### Job:
Every line must be returned precisely as it is written.

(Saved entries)
____________________

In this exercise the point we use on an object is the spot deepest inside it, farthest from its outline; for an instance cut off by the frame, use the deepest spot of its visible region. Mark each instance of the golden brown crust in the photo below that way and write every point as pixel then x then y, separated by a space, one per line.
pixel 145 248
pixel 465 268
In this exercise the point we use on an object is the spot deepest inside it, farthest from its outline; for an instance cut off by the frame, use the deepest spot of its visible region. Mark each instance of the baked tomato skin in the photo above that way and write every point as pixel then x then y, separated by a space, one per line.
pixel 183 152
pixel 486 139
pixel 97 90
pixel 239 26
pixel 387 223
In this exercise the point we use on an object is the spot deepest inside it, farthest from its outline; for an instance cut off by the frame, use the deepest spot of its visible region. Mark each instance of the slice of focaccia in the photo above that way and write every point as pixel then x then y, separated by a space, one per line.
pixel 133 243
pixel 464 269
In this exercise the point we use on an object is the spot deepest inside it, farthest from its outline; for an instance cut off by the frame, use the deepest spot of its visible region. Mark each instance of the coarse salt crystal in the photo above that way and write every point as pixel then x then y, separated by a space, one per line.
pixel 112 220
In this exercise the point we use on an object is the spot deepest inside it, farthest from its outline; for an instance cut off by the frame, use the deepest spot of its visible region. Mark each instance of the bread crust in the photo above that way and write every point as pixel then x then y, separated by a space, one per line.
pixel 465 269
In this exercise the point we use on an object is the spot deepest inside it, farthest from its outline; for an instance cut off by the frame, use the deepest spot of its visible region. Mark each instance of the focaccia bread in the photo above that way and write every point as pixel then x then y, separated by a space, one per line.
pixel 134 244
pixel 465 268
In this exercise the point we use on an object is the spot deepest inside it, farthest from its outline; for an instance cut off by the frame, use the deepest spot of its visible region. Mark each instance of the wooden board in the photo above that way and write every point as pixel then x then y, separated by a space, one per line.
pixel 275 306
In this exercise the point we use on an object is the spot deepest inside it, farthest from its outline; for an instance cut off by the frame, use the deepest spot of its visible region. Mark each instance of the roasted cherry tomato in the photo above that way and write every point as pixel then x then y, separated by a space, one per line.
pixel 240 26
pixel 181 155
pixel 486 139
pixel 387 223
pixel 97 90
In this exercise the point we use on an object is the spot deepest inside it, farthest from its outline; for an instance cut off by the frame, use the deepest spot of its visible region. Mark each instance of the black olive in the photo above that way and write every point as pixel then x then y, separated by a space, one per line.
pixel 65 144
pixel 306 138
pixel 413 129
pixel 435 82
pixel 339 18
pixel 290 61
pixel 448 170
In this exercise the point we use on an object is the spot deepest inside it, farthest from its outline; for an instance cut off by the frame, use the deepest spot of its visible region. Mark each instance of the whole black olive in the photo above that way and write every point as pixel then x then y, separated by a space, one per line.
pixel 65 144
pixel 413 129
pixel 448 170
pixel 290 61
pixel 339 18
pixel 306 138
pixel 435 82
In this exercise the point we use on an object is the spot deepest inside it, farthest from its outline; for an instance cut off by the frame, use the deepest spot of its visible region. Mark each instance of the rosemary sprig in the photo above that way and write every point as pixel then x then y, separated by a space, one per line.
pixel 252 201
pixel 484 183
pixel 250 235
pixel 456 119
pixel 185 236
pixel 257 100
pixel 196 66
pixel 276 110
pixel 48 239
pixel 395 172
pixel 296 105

____________________

### Solution to this problem:
In this exercise the point we use on an object is the spot deepest inside it, farthest from its outline; for an instance cut off by the frame, use the deepest spot of its visible region. Mark each instance of the golden brown crust in the photo below that way and write every point as pixel then x then y, separated by a space, one per line.
pixel 145 248
pixel 465 268
In this exercise the point we use on an object is the spot deepest inside it, farthest from its outline; for an instance cut off by the frame, use the deepest spot of its visible region. Mark each instance of the baked tomato skin in the photo above that way and write every point as pixel then x then y, separated by a space, one per line.
pixel 183 152
pixel 486 139
pixel 97 90
pixel 239 26
pixel 387 223
In this exercise the point we use on an object is the spot deepest inside it, farthest from its outline; for an instance cut off by the frame, use the deepest spot of its visible region. Mark each instance of the slice of focaccia in the photo above that way and write every point as pixel then x then y, separated by a space, one per line.
pixel 133 243
pixel 464 269
In this exercise the point we use on an object is the spot deepest inside it, farthest from its outline; for an instance cut off by the frame, use the deepest spot of its visible region. Mark each instance of the coarse salt crystal in the photo above that way and write every point as pixel then x then y, separated by a space, one per line.
pixel 112 220
In this exercise the point we use on an object is the spot deepest inside it, farthest from its outline; for an instance cut off by the frame, use the deepest spot of its visible region. Mark each instance of the bread crust in the photo above that way and write every point as pixel then x then y, separated by a space, one per line.
pixel 465 269
In this exercise the point we use on an object is the spot deepest inside it, farthest from its outline; for an instance cut off by the frame, use the deepest spot of its visible region. Mark each instance of the focaccia bread in the photo above that way and write every point as pixel then x then y, separated by a space, one per line.
pixel 134 244
pixel 465 268
In this exercise the point we use on an object is the spot deepest inside it, farthest from its outline; for an instance cut off by the frame, use the deepest spot of its visible region. Mark each instance of the wooden board in the photo above that way and write every point as pixel then x then y, separated by a space, one per line.
pixel 275 306
In this exercise the point we use on an object is the spot deepest inside it, farthest from its outline; for an instance cut off by the frame, use the deepest spot of its visible region. Mark each instance of the roasted cherry tomato in the photo above that way and write every point as pixel then x then y, separated by a space, one per line.
pixel 240 26
pixel 181 155
pixel 486 139
pixel 387 223
pixel 97 90
In this exercise the point we use on an object is the spot deepest inside it, farthest from its outline; for an instance cut off by the frame, use the deepest spot of its visible region. Mark each instance of the black olive in the photo above that way and write every point as pixel then x then y, separated by a space, one per line.
pixel 65 144
pixel 306 138
pixel 413 129
pixel 435 82
pixel 339 18
pixel 290 61
pixel 448 170
In this exercise the point we use on an object is the spot deepest inside it, farthest from its outline; for an instance cut off by the frame, use the deepest spot of its visible region. Mark each instance of the whole black olive in the photo above that way and write every point as pixel then x then y, separated by a space, one per line.
pixel 65 144
pixel 413 129
pixel 448 170
pixel 290 61
pixel 339 18
pixel 306 138
pixel 435 82
In this exercise the point we use on an object is the spot deepest inside it, farthest from its outline; for an instance cut off by the frame, use the deepest spot of its visible region. Mark each instance of the rosemary sprig in the photo above that way and write every point as pixel then x then y, separated by a space, one per line.
pixel 252 201
pixel 484 183
pixel 250 235
pixel 456 119
pixel 185 236
pixel 257 100
pixel 196 66
pixel 276 110
pixel 48 239
pixel 395 172
pixel 296 105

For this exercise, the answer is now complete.